Foto vencedora: “Log Pile Bouldering” – Adam Pretty (Austrália)
O fotógrafo esportivo australiano Adam Pretty capturou o alpinista durante um treinamento de escalada em Kochel am See, na Bavária.
O esportista parece flutuar em uma pilha de troncos de madeira. Em Munique, as academias de escalada e ginásios foram fechados devido à pandemia, forçando os atletas a usarem a criatividade em seus métodos de treinamento. Sobre o flagrante, o jurado Kevin Lee disse:
“Uma grande imagem de ação esportiva que define o ano da COVID-19 e o espírito do homem para sobreviver, competir e se destacar além das probabilidades e limites.”
Reportagem vencedora: “Those Who Stay Will Be Champions”- Chris Donovan (Canadá)
A reportagem tem como tema o time de basquete Flint Jaguars e sua luta para sobreviver, que é a mesma da cidade que representa. Flint, no Michigan, é o berço da General Motors, e sofre os efeitos da emigração, causada pelo declínio de sua indústria automotiva.

**Dados para análise**
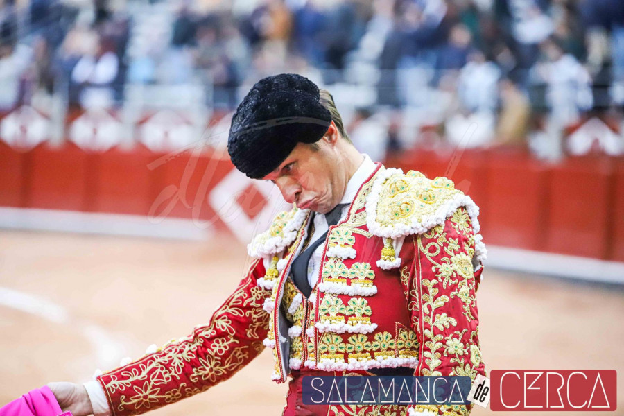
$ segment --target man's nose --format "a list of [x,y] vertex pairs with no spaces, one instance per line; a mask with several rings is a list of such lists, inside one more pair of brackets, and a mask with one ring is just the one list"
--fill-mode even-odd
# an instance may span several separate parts
[[281,196],[286,202],[292,204],[297,201],[299,194],[301,193],[301,187],[298,184],[293,181],[278,181],[277,187],[281,192]]

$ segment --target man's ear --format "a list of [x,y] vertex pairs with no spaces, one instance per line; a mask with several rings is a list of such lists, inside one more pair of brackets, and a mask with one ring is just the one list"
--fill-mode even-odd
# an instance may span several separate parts
[[327,128],[327,131],[323,135],[323,139],[329,144],[333,146],[339,138],[340,134],[338,133],[338,128],[334,124],[333,120],[332,120],[329,127]]

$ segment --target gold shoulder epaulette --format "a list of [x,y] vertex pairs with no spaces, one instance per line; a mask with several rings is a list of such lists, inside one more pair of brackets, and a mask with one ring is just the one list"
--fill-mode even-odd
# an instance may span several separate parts
[[390,168],[376,180],[366,201],[367,225],[380,237],[422,234],[444,224],[460,207],[465,207],[478,233],[478,207],[450,179],[431,180],[416,171]]
[[293,207],[282,211],[275,216],[268,229],[257,235],[247,246],[247,252],[252,257],[272,256],[284,250],[297,237],[309,209]]

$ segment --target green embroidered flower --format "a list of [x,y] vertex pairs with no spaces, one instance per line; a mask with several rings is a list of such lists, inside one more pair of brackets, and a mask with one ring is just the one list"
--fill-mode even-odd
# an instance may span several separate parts
[[470,229],[470,217],[465,209],[458,209],[453,213],[451,222],[453,227],[462,234],[467,234]]
[[335,228],[329,236],[329,244],[340,247],[353,245],[355,244],[355,237],[348,229],[340,227]]
[[397,343],[397,347],[399,349],[413,349],[417,345],[415,332],[404,329],[399,331],[399,341]]
[[343,338],[336,333],[325,334],[318,346],[318,351],[321,354],[344,354],[346,349]]
[[368,304],[368,301],[363,297],[352,297],[347,302],[347,311],[345,315],[355,315],[362,316],[367,315],[370,316],[372,309]]
[[458,243],[458,239],[449,239],[449,250],[455,252],[459,250],[459,243]]
[[469,304],[471,300],[470,298],[470,289],[469,289],[467,286],[463,286],[460,288],[458,296],[459,296],[459,298],[461,299],[462,302],[465,304]]
[[451,257],[451,264],[458,275],[465,279],[474,279],[472,260],[466,253],[458,253]]
[[348,272],[347,266],[342,261],[336,261],[334,259],[325,263],[323,266],[323,279],[346,277]]
[[360,354],[368,349],[370,349],[370,342],[363,333],[358,333],[349,337],[347,352]]
[[370,265],[367,263],[354,263],[349,269],[349,279],[374,279],[375,272],[370,270]]
[[318,307],[319,313],[329,316],[336,316],[338,313],[345,314],[346,309],[340,298],[333,295],[326,295]]
[[[444,261],[447,260],[447,261]],[[451,263],[448,262],[447,259],[443,259],[441,264],[436,264],[432,268],[432,270],[435,273],[435,276],[440,279],[447,279],[451,277],[455,274],[455,270]]]
[[470,362],[472,363],[473,367],[478,367],[481,363],[481,352],[474,344],[470,346]]
[[447,340],[447,353],[451,355],[464,355],[464,343],[459,338],[451,338]]
[[373,349],[384,351],[395,349],[395,338],[390,332],[378,332],[374,336],[374,340],[371,345]]

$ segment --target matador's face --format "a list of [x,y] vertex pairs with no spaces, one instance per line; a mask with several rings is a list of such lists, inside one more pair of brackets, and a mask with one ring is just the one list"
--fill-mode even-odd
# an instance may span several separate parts
[[277,168],[263,178],[277,185],[289,204],[321,214],[338,205],[349,181],[336,146],[337,135],[333,123],[327,131],[316,142],[318,150],[298,144]]

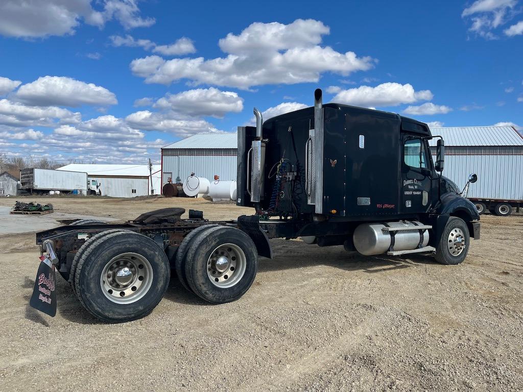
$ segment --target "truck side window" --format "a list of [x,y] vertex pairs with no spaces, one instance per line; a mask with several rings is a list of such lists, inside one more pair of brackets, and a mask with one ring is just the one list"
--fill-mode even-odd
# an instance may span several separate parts
[[403,159],[411,167],[426,169],[425,147],[421,139],[409,139],[403,147]]

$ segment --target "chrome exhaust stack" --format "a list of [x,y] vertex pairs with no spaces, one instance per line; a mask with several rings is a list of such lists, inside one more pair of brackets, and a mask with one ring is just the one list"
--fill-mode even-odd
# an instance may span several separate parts
[[[249,159],[247,154],[247,164],[251,164],[251,201],[259,203],[263,198],[264,166],[265,164],[265,143],[263,141],[262,129],[263,118],[262,112],[256,108],[253,110],[256,118],[256,137],[253,141],[249,151],[251,154]],[[248,173],[248,170],[247,170]],[[249,189],[248,185],[247,189]]]
[[309,131],[305,145],[305,191],[307,203],[314,205],[314,212],[323,210],[323,104],[321,89],[314,91],[314,129]]

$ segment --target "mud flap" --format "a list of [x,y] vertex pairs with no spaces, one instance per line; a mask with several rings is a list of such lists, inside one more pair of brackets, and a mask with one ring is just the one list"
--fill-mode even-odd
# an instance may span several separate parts
[[270,247],[267,233],[260,228],[259,217],[257,215],[242,215],[238,218],[238,228],[244,232],[256,246],[258,254],[268,259],[272,258],[272,249]]
[[29,305],[53,317],[56,314],[56,272],[54,264],[45,256],[38,267]]

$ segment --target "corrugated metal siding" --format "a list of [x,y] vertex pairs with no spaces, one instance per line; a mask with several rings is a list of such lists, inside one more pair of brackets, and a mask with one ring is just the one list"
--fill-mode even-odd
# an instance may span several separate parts
[[[430,147],[433,155],[436,149]],[[445,155],[523,155],[523,146],[446,146]]]
[[237,148],[168,148],[162,151],[165,155],[237,155]]
[[[523,137],[511,126],[455,126],[430,128],[447,146],[523,146]],[[435,146],[437,139],[429,143]]]
[[[183,181],[191,172],[197,176],[205,177],[209,180],[214,178],[215,174],[220,176],[220,179],[224,181],[236,180],[237,172],[237,157],[234,155],[164,155],[164,173],[172,173],[173,181],[179,176]],[[162,186],[166,180],[165,176]]]
[[[435,160],[435,157],[433,157]],[[469,175],[477,175],[469,197],[523,200],[523,157],[520,155],[445,155],[443,175],[462,189]]]
[[198,133],[164,147],[165,148],[237,148],[238,134]]
[[[96,180],[100,183],[103,196],[111,198],[133,198],[136,196],[146,196],[149,193],[148,178],[124,178],[89,176],[89,180]],[[132,190],[136,189],[136,193]]]

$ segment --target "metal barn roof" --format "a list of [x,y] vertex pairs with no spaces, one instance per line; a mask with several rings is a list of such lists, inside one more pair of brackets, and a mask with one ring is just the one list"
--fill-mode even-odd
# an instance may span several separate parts
[[[148,165],[99,165],[97,164],[70,164],[56,170],[85,172],[89,176],[149,177]],[[153,165],[153,172],[161,169],[160,165]]]
[[198,133],[163,147],[167,148],[237,148],[238,134]]
[[[523,136],[511,126],[449,126],[430,128],[446,146],[523,146]],[[435,146],[437,139],[430,141]]]

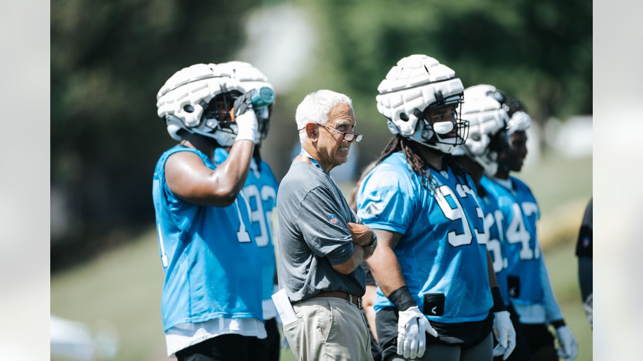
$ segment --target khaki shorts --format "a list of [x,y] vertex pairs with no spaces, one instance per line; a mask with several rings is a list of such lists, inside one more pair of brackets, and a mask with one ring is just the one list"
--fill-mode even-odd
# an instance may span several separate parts
[[354,303],[320,297],[293,305],[297,321],[284,325],[300,361],[373,361],[366,320]]

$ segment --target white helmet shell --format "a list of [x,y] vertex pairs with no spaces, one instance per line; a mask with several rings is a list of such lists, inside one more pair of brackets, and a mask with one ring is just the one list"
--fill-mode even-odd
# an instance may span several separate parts
[[[214,73],[220,76],[228,76],[239,80],[243,88],[244,93],[253,89],[258,90],[263,87],[267,87],[273,92],[275,92],[275,88],[268,82],[267,77],[249,63],[239,61],[221,63],[217,64],[213,70]],[[268,107],[260,109],[256,112],[257,120],[259,121],[260,139],[257,140],[260,142],[267,136],[270,114]]]
[[[377,87],[377,110],[388,119],[388,129],[444,153],[457,147],[455,138],[440,138],[426,121],[418,121],[429,105],[461,100],[462,82],[455,72],[422,55],[402,58]],[[441,143],[431,141],[435,135]],[[451,144],[449,144],[451,143]]]
[[527,130],[531,127],[531,117],[523,111],[511,114],[511,119],[507,123],[507,132],[509,135],[519,130]]
[[481,84],[464,90],[466,101],[460,109],[460,117],[469,121],[469,137],[464,146],[454,152],[475,160],[487,174],[498,170],[497,152],[489,149],[491,140],[498,132],[505,132],[509,116],[498,100],[495,87]]
[[157,114],[165,119],[173,139],[181,140],[177,133],[185,129],[214,138],[223,146],[234,143],[236,128],[222,128],[215,119],[202,121],[204,105],[213,98],[233,91],[244,92],[239,80],[215,73],[215,67],[213,64],[199,64],[185,67],[170,76],[159,90]]

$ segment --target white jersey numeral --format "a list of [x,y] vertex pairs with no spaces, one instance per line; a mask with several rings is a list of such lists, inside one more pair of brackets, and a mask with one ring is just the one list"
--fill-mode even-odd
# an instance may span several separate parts
[[[498,227],[498,233],[500,235],[500,239],[502,239],[502,213],[498,209],[494,212],[493,215],[489,213],[487,215],[486,217],[485,217],[485,231],[487,234],[490,234],[489,238],[491,238],[491,227],[493,227],[494,222],[496,222],[496,225]],[[505,261],[503,258],[502,249],[501,248],[500,240],[496,240],[495,238],[490,239],[489,240],[489,243],[487,244],[487,249],[489,250],[489,255],[491,256],[491,260],[493,261],[494,272],[498,273],[502,271],[502,269],[505,267]]]
[[[532,260],[534,258],[534,251],[529,246],[531,236],[525,226],[523,219],[523,211],[525,215],[529,216],[537,212],[538,206],[531,202],[525,202],[522,204],[522,209],[518,203],[511,205],[512,216],[511,223],[507,229],[507,242],[510,243],[521,243],[520,249],[521,260]],[[538,258],[537,254],[535,258]]]
[[[240,193],[239,195],[246,201],[246,207],[247,207],[247,209],[249,209],[250,205],[248,204],[248,200],[244,197],[243,192]],[[237,231],[237,238],[239,239],[239,242],[242,243],[251,242],[252,240],[250,239],[250,234],[246,229],[246,224],[243,222],[243,216],[241,215],[241,207],[239,207],[239,198],[235,200],[235,206],[237,206],[237,214],[239,216],[239,229]]]
[[[478,198],[471,189],[467,186],[458,184],[456,186],[456,190],[461,198],[466,198],[468,195],[471,195],[473,197],[476,205],[476,211],[478,213],[478,216],[484,220],[482,210],[480,209],[480,205],[478,204]],[[451,196],[455,204],[455,208],[451,208],[451,205],[447,201],[446,197],[448,195]],[[449,232],[448,234],[449,244],[454,247],[470,244],[473,239],[473,236],[469,225],[469,220],[464,213],[462,206],[460,204],[460,200],[458,200],[458,197],[455,196],[453,191],[449,186],[440,186],[436,189],[435,200],[442,210],[442,213],[444,213],[445,217],[453,221],[460,220],[462,225],[464,233],[462,234],[458,234],[455,231]],[[486,243],[487,238],[484,230],[474,228],[474,232],[476,234],[476,239],[481,239],[482,242]]]
[[[268,245],[269,240],[269,234],[272,234],[272,211],[268,211],[264,213],[264,206],[262,202],[267,202],[270,198],[275,199],[276,193],[275,188],[266,185],[261,188],[261,191],[255,184],[248,184],[246,186],[243,191],[248,199],[255,197],[257,204],[257,209],[251,210],[248,206],[249,211],[251,216],[252,222],[259,223],[259,234],[255,235],[255,240],[257,241],[257,245],[258,247],[266,247]],[[267,220],[267,221],[266,221]]]

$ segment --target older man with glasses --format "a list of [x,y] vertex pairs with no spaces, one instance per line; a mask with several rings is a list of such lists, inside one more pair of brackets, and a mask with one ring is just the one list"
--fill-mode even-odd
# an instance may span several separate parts
[[377,238],[329,173],[363,136],[354,131],[350,100],[329,90],[306,96],[295,119],[302,153],[277,195],[279,285],[297,317],[284,333],[298,360],[372,360],[359,310],[366,286],[359,264]]

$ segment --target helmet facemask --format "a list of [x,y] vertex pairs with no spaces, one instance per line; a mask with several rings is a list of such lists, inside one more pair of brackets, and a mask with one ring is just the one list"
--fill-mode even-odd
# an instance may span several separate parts
[[[422,120],[418,122],[418,126],[424,128],[415,133],[421,135],[422,141],[415,137],[412,139],[442,153],[450,154],[464,144],[469,135],[469,122],[460,116],[462,96],[458,94],[444,99],[442,93],[437,92],[436,99],[437,101],[425,108],[424,112],[415,112],[415,115],[420,116],[418,118]],[[437,118],[431,113],[437,113]]]

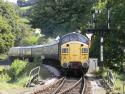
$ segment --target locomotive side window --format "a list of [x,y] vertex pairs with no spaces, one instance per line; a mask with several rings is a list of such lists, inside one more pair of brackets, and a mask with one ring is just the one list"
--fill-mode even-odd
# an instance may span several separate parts
[[62,48],[62,53],[68,53],[68,48]]
[[88,48],[82,48],[82,53],[88,53],[89,49]]

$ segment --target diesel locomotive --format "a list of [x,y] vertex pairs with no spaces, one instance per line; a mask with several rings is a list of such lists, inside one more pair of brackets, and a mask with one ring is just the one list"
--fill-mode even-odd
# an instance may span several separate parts
[[12,47],[10,57],[44,56],[45,59],[56,59],[64,69],[88,70],[89,68],[88,37],[79,33],[69,33],[50,45],[36,45],[26,47]]

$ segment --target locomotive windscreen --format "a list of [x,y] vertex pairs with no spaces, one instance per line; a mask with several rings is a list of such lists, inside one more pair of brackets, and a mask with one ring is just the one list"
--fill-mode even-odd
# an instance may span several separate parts
[[60,43],[64,44],[64,43],[70,42],[70,41],[79,41],[79,42],[86,43],[86,44],[89,43],[89,39],[87,37],[85,37],[81,34],[78,34],[78,33],[70,33],[70,34],[63,36],[61,38]]

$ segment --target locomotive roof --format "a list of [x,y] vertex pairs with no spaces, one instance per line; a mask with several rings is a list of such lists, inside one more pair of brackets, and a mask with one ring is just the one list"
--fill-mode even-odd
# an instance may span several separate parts
[[79,34],[79,33],[74,33],[74,32],[66,34],[66,35],[62,36],[60,39],[61,44],[64,44],[64,43],[70,42],[70,41],[79,41],[82,43],[89,44],[89,39],[86,36]]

**O que fazer**
Responda às perguntas sobre o texto das obras premiadas:
(a) Em que local o alpinista foi fotografado durante o treinamento?
(b) Por que os atletas de Munique tiveram de usar a criatividade em seus métodos de treinamento?
(c) Qual é o tema da reportagem de Chris Donovan?

**Resolução da tarefa**
(a) Em Kochel am See, na Bavária.
(b) Porque as academias de escalada e os ginásios foram fechados devido à pandemia.
(c) O time de basquete Flint Jaguars e sua luta para sobreviver, que é a mesma da cidade que ele representa.